START PASSAGE TO READ

The lobby after that speech was packed with men on their cell phones phoning wives, children or parents. It was an absolutely unbelievably emotionally charged room and an afternoon I will never ever forget. I wrestle constantly with my failed marriage and wonder if I wasn’t “man enough” to keep it together sometimes. Don’t get me wrong, I am a much better father today then I ever have been and I think the path we have chosen was truly what is best for our family.
So why do I think you should “Woman up” men? I have discussed this topic in great detail with some of my friends both male and female and here is what I have come up with. The views here are based on feedback from both genders and not simply my own personal thoughts. I am certainly not an expert in psychology by any stretch but these are my observations. Take them for what they are worth.
1) Self awareness – self awareness is the key to growth and personal development. We need to be aware of who we are and what we feel. The good the bad, and the ugly. If we want to grow we need to know where we are starting.
2) Emotional Intelligence: This is defined as the ability to observe, interpret, understand and manage both our own emotions and the emotions of those around us. We have already discussed the fact, that women, generally speaking, are better at being “in touch” with their emotions. Men, if we can make a concious effort to better observe and analyze our emotions rather than simply suppressing them then we have a much better chance of being able to manage those emotions as well. Once we have a deeper understanding of our own emotions and how to manage those we can look to apply those same techniques to others.

END PASSAGE TO READ

» **USING THE INFORMATION**:
1. How does the "Woman up" essay define emotional intelligence?
2. Pick up the "Woman up" essay after its last sentence and keep writing it.
The rows below this point come from a separate source.

START SOURCE INFORMATION

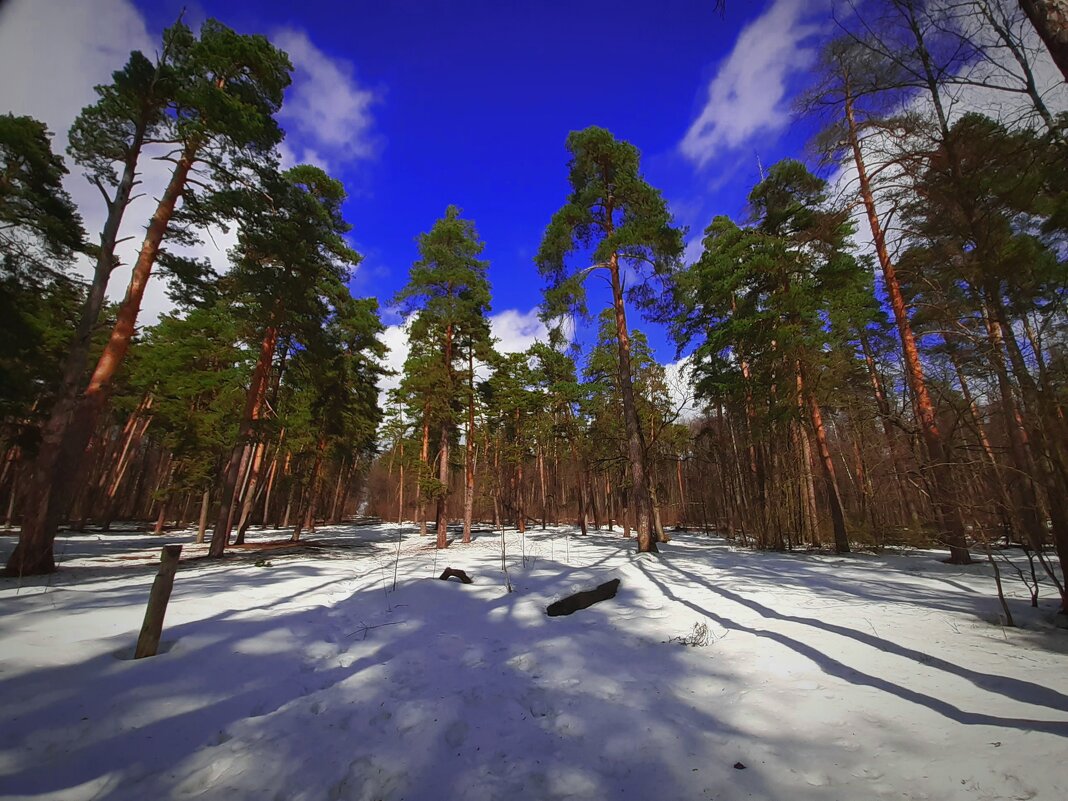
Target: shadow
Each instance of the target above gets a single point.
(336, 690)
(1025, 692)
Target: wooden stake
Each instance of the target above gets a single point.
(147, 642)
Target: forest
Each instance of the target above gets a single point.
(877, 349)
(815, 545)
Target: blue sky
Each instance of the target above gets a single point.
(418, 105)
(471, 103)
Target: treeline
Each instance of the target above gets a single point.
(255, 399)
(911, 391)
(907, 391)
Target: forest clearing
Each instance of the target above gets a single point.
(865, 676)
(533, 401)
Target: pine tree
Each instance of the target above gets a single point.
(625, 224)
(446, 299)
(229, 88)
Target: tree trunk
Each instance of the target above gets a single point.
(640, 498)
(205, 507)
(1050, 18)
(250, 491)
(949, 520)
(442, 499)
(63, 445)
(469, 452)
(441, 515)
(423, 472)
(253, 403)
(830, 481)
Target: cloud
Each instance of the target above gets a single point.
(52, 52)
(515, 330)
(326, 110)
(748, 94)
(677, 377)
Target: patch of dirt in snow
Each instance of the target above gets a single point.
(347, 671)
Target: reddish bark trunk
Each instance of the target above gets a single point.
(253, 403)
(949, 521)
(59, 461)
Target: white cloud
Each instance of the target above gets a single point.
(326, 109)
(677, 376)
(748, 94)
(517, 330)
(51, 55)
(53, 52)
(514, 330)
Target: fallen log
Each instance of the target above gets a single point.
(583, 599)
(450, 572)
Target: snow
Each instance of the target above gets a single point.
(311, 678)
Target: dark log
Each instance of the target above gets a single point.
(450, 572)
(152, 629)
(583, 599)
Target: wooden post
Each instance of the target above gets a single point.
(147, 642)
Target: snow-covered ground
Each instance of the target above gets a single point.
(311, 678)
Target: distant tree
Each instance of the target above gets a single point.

END SOURCE INFORMATION

» **RESPONSE LIST**:
1. As the ability to observe, interpret, understand and manage both our own emotions and the emotions of those around us.

2.
Imagine if you could actively be engaged in assisting your spouse, partner, or children in manage and direct their emotions by changing the way you interact with them based on a better understanding of what triggers their emotions and how they behave in a variety of emotional states. What would your relationship with your kids look like in 12 months if you mastered this skill? What would your relationship with your spouse look like in 12 months if you could master this skill?
3) Decisions are made based on emotion justified by logic
There is ample neuroscience to support this statement. Scientist Antonio Demasio studied patients who had had brain injuries that affected the area of the brain that generated emotions. These individuals who could not “feel” had a very difficult time making even the simplest of decisions. They could logically describe what they should be doing but in practice had a very difficult time making daily decisions about even the simplest things like what to eat or wear.
Couple this fact with Emotional Intelligence or Emotional Awareness and you have a very compelling reason to “Woman up”. Our lives are defined by the decisions that we make. The better we understand the reasons that we make the decisions that we do the more deliberate we can be about those decisions. This is a critical element if we care to have a purposeful life.